• COSA FARE:
1) Traduci in inglese questa frase dell'articolo sulla querela del sindaco Devietti: "La prima riguarda la querela, annunciata dal sindaco Devietti a mezzo social, ma della quale la prima cittadina non ha più dato alcuna comunicazione."
2) Per favore, prosegui l'articolo sulla querela del sindaco Devietti scrivendo il seguito dopo la sua ultima frase.

• ESTRATTO DEL DOCUMENTO:
————

CIRIE'. Sui due temi più discussi nelle ultime settimane, il gruppo di opposizione guidato dal consigliere Davide D’Agostino ha presentato due interpellanze.

La prima riguarda la querela, annunciata dal sindaco Devietti a mezzo social, ma della quale la prima cittadina non ha più dato alcuna comunicazione.

Dopo la pubblicazione in cui Devietti diceva di essersi attivata perché diffamata e perché la misura era stata superata, D’Agostino le aveva dato della “boomer”, sottolineando quella che per lui era stata una pessima operazione di comunicazione: “Dal punto di vista della comunicazione - aveva dichiarato D’Agostino - non esiste lanciare su Facebook la notizia  che si stanno prendendo  provvedimenti senza dire contro chi e contro cosa. E’ ridicolo. E’ come se dicesse “mi girano” ma non ti dico il perché”.

La querela, intanto, sarebbe già stata ritirata e quel che D’Agostino ora chiede è di sapere se sia vero, come apparso sui social, se sia stato previsto un risarcimento per questa questione e a che titolo il sindaco abbia ritenuto che quel risarcimento fosse davvero compensativo dell’eventuale danno subito dall’amministrazione.

“La querela - si legge nell’interpellanza - sarebbe stata ritirata a seguito di transazione tra le parti. Una transazione che avrebbe previsto, oltre alle scuse pubbliche della persona querelata, anche il pagamento di una donazione in denaro ad un non ben precisato ente”.

————

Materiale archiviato
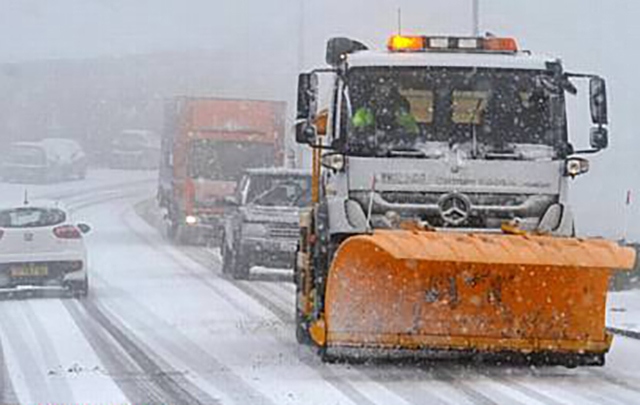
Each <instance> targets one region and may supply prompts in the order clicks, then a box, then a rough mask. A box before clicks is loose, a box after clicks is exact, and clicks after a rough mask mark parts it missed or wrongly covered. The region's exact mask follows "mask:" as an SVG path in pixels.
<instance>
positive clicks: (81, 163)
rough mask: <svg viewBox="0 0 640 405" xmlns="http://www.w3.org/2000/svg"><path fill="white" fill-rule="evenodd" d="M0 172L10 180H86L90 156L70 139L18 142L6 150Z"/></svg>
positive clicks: (59, 139)
mask: <svg viewBox="0 0 640 405" xmlns="http://www.w3.org/2000/svg"><path fill="white" fill-rule="evenodd" d="M0 174H1V176H2V179H3V180H5V181H9V182H26V183H50V182H55V181H64V180H73V179H84V178H85V176H86V174H87V157H86V155H85V153H84V151H83V150H82V148H81V147H80V145H79V144H78V143H77V142H75V141H73V140H70V139H58V138H48V139H44V140H42V141H38V142H18V143H14V144H11V145H10V146H9V148H8V149H7V152H6V154H5V155H4V158H3V160H2V167H1V170H0Z"/></svg>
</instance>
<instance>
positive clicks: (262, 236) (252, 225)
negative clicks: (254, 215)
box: [242, 223, 269, 238]
mask: <svg viewBox="0 0 640 405" xmlns="http://www.w3.org/2000/svg"><path fill="white" fill-rule="evenodd" d="M268 235H269V229H268V228H267V227H266V226H265V225H263V224H251V223H249V224H244V225H243V226H242V236H248V237H254V238H261V237H266V236H268Z"/></svg>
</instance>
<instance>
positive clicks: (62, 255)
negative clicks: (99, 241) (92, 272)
mask: <svg viewBox="0 0 640 405" xmlns="http://www.w3.org/2000/svg"><path fill="white" fill-rule="evenodd" d="M90 230H91V229H90V227H89V226H88V225H86V224H75V223H73V222H72V220H71V216H70V213H69V212H68V211H67V210H66V209H65V208H64V207H62V206H61V205H60V204H58V203H55V202H44V203H33V204H32V203H29V204H25V205H23V206H19V207H6V208H2V207H0V293H11V292H19V291H24V290H54V291H66V292H70V293H71V294H73V295H74V296H76V297H84V296H86V295H87V294H88V292H89V282H88V272H87V252H86V248H85V244H84V240H83V234H86V233H88V232H89V231H90Z"/></svg>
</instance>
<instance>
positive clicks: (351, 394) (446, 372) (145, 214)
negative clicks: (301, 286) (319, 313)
mask: <svg viewBox="0 0 640 405" xmlns="http://www.w3.org/2000/svg"><path fill="white" fill-rule="evenodd" d="M137 213H138V214H139V215H140V216H141V217H142V218H143V219H144V220H145V221H146V222H147V223H148V224H149V225H150V226H152V227H154V228H155V226H154V224H153V221H152V220H151V219H150V218H148V213H145V212H141V210H140V209H138V210H137ZM177 248H178V249H179V250H180V251H182V252H183V253H184V254H185V255H187V256H189V257H190V258H192V259H193V260H194V261H196V262H197V263H199V264H201V265H202V266H203V267H205V268H208V269H211V267H212V265H214V267H216V268H217V270H216V271H215V274H216V275H217V276H218V277H219V278H220V279H222V280H224V281H226V282H229V283H232V284H233V285H234V286H235V287H236V288H238V289H239V290H241V291H242V292H243V293H245V294H246V295H248V296H249V297H251V298H253V299H254V300H255V301H256V302H258V303H260V305H262V306H263V307H264V308H265V309H267V310H268V311H269V312H271V313H272V314H273V315H275V316H276V317H277V318H278V319H280V320H281V321H282V322H284V323H285V324H288V325H291V327H292V328H293V325H294V322H295V319H294V315H293V313H292V309H291V308H288V307H287V308H283V307H282V306H281V305H282V304H283V303H284V300H283V299H278V298H276V297H274V296H272V295H269V292H267V291H263V290H262V289H261V288H260V285H256V283H254V282H252V281H237V280H232V279H231V278H228V277H225V276H224V275H222V274H221V273H220V269H221V268H222V263H221V259H220V257H219V256H218V255H214V254H212V253H211V252H210V251H208V250H206V249H205V248H198V247H191V246H177ZM281 289H282V290H283V291H284V292H287V293H288V292H289V291H286V290H285V289H284V288H281ZM277 301H279V302H277ZM283 343H285V344H288V343H289V342H283ZM300 361H301V362H302V363H304V364H305V365H307V366H309V367H311V368H313V369H315V370H316V371H317V372H319V373H320V375H321V376H322V377H323V379H324V380H325V381H327V382H329V383H330V384H331V385H333V386H334V387H335V388H337V389H338V390H339V391H341V392H343V394H345V395H346V396H347V397H348V398H350V399H351V400H352V401H354V402H355V403H357V404H361V403H368V404H372V403H373V402H371V401H370V400H369V399H368V398H367V397H365V396H364V395H363V394H361V393H360V392H358V390H357V389H356V388H355V387H353V385H352V384H350V383H349V382H348V381H342V380H341V379H340V377H339V376H338V375H337V374H336V373H335V372H334V371H333V370H332V369H331V366H330V365H326V364H324V363H317V362H314V361H313V360H310V359H308V358H301V359H300ZM355 369H356V370H358V371H359V372H360V373H362V374H363V375H367V376H368V377H370V378H372V377H373V373H374V371H372V370H371V369H369V368H367V367H355ZM436 379H437V380H438V381H441V382H443V383H446V384H448V385H450V386H451V387H453V388H454V389H455V390H457V391H458V392H460V393H461V394H462V395H463V396H464V397H466V398H468V399H469V400H471V402H472V403H474V404H481V405H497V404H499V402H495V401H493V400H492V399H491V398H490V397H489V396H486V395H485V394H483V393H481V392H480V391H478V390H476V389H474V388H472V387H470V386H469V385H467V384H465V383H464V382H463V381H461V380H459V379H457V378H456V377H455V376H454V375H452V374H450V373H448V372H447V371H444V370H441V371H438V375H437V377H436ZM372 380H373V381H375V382H376V383H377V384H379V385H380V386H381V387H384V388H385V389H387V390H389V391H390V392H392V393H394V394H395V395H397V396H398V397H399V398H403V399H404V400H406V401H409V403H415V402H413V400H415V398H413V400H412V399H411V397H410V396H407V393H406V392H405V391H403V390H401V389H398V388H397V387H393V386H392V384H389V383H388V381H383V380H382V379H374V378H372ZM494 382H496V383H497V381H494ZM523 394H524V393H523ZM525 395H526V394H525ZM530 397H531V399H534V398H535V397H534V396H530ZM538 397H540V396H538ZM444 403H449V402H444ZM512 403H517V401H515V400H513V401H512Z"/></svg>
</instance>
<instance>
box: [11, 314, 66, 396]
mask: <svg viewBox="0 0 640 405" xmlns="http://www.w3.org/2000/svg"><path fill="white" fill-rule="evenodd" d="M0 314H2V334H3V335H4V336H5V337H6V342H7V344H8V346H10V347H11V349H12V351H13V352H15V353H20V365H19V367H20V368H21V369H23V370H24V369H26V370H38V362H37V360H36V359H35V357H34V353H33V352H32V350H31V349H30V347H29V345H28V343H27V339H26V338H25V336H24V334H25V328H24V327H20V326H19V323H18V321H17V320H16V319H15V317H14V316H13V314H11V313H10V311H9V310H7V309H6V308H4V307H3V308H2V309H1V310H0ZM22 326H24V325H22ZM29 377H30V380H29V384H30V385H31V386H33V387H37V390H38V394H39V396H40V397H43V398H54V395H53V393H52V391H51V390H50V389H49V384H47V381H46V380H45V379H44V378H43V377H42V374H40V373H34V374H32V375H30V376H29ZM29 394H30V396H32V395H33V393H32V392H29ZM56 398H57V397H56Z"/></svg>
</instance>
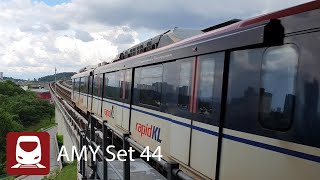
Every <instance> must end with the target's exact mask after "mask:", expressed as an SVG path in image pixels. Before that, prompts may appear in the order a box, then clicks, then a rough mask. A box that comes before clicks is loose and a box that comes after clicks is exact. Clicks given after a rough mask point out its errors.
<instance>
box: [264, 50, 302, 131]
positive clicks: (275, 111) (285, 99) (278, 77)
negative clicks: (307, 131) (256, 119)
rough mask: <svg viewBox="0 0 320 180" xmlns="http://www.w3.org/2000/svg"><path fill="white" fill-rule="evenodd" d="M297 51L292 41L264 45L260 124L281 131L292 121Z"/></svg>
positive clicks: (266, 126) (292, 116)
mask: <svg viewBox="0 0 320 180" xmlns="http://www.w3.org/2000/svg"><path fill="white" fill-rule="evenodd" d="M297 67H298V52H297V49H296V47H295V46H294V45H284V46H279V47H270V48H268V49H267V50H266V51H265V53H264V55H263V60H262V72H261V87H260V110H259V112H260V113H259V114H260V118H259V120H260V124H261V125H262V126H263V127H264V128H268V129H272V130H279V131H285V130H288V129H289V128H290V126H291V124H292V119H293V111H294V104H295V98H296V96H295V82H296V75H297Z"/></svg>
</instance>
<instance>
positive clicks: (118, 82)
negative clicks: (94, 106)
mask: <svg viewBox="0 0 320 180" xmlns="http://www.w3.org/2000/svg"><path fill="white" fill-rule="evenodd" d="M117 75H118V74H117V73H115V72H113V73H107V74H105V78H104V84H105V86H104V87H105V88H104V92H103V94H104V95H103V96H104V97H105V98H106V97H108V98H112V99H119V97H120V96H119V95H120V93H119V92H120V91H119V88H120V86H119V78H117Z"/></svg>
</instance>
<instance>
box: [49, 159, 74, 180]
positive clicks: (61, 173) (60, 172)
mask: <svg viewBox="0 0 320 180" xmlns="http://www.w3.org/2000/svg"><path fill="white" fill-rule="evenodd" d="M54 179H56V180H64V179H67V180H73V179H77V161H74V162H72V163H70V164H67V165H66V166H64V167H63V168H62V170H61V171H60V173H59V174H58V175H57V177H56V178H54Z"/></svg>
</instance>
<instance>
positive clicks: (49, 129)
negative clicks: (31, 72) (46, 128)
mask: <svg viewBox="0 0 320 180" xmlns="http://www.w3.org/2000/svg"><path fill="white" fill-rule="evenodd" d="M45 131H46V132H48V133H49V135H50V172H53V171H54V170H56V169H61V168H62V164H61V162H58V161H57V157H58V153H59V152H58V150H59V148H58V143H57V138H56V134H57V126H54V127H51V128H49V129H47V130H45ZM43 177H44V176H43V175H38V176H37V175H32V176H19V177H17V178H16V179H18V180H20V179H23V180H41V179H42V178H43Z"/></svg>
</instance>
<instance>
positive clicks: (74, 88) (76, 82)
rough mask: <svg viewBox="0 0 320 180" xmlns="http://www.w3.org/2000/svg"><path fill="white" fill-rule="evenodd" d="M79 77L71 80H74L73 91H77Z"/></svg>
mask: <svg viewBox="0 0 320 180" xmlns="http://www.w3.org/2000/svg"><path fill="white" fill-rule="evenodd" d="M79 79H80V78H75V79H73V82H74V86H73V91H75V92H79Z"/></svg>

————

• ESERCIZI RISOLTI:
1) The first concerns the lawsuit announced on social media by Mayor Devietti, about which she has since given no further word.

2)
Ed ecco la richiesta: “Si interpella il sindaco Loredana Devietti per sapere se la querela sia stata presentata ad esclusiva tutela personale o come, invece sembrerebbe, anche a tutela dell’Ente che il Sindaco rappresenta ed, esclusivamente in questo caso, sulla base di quale mandato, di quali criteri e di quali valutazioni sia stato ritenuto soddisfacente quanto stabilito in sede di transazione bonaria a risarcimento del danno subito dall’Amministrazione comunale”.

Per quanto riguarda i parcheggi, invece, tutti si stanno chiedendo se la crociata ingaggiata da Antonio Caputi contro Ciriè Parcheggi e l’impossibilità di pagare in città la sosta con il bancomat, abbia già sortito effetti.

La questione interessa sotto molti profili. E se Ciriè Parcheggi ha risposto dicendo che anche l’Anci interpreta la norma esonerando dall’applicazione della legge che di fatto prevede l’introduzione della possibilità di pagare con moneta elettronica da questo , si vorrebbe ora capire la posizione dell’amministrazione su questo argomento che tocca da vicino centinaia di Ciriacesi che nel frattempo si sono iscritti al provocatorio concorso lanciato sui social “Schiva la multa”.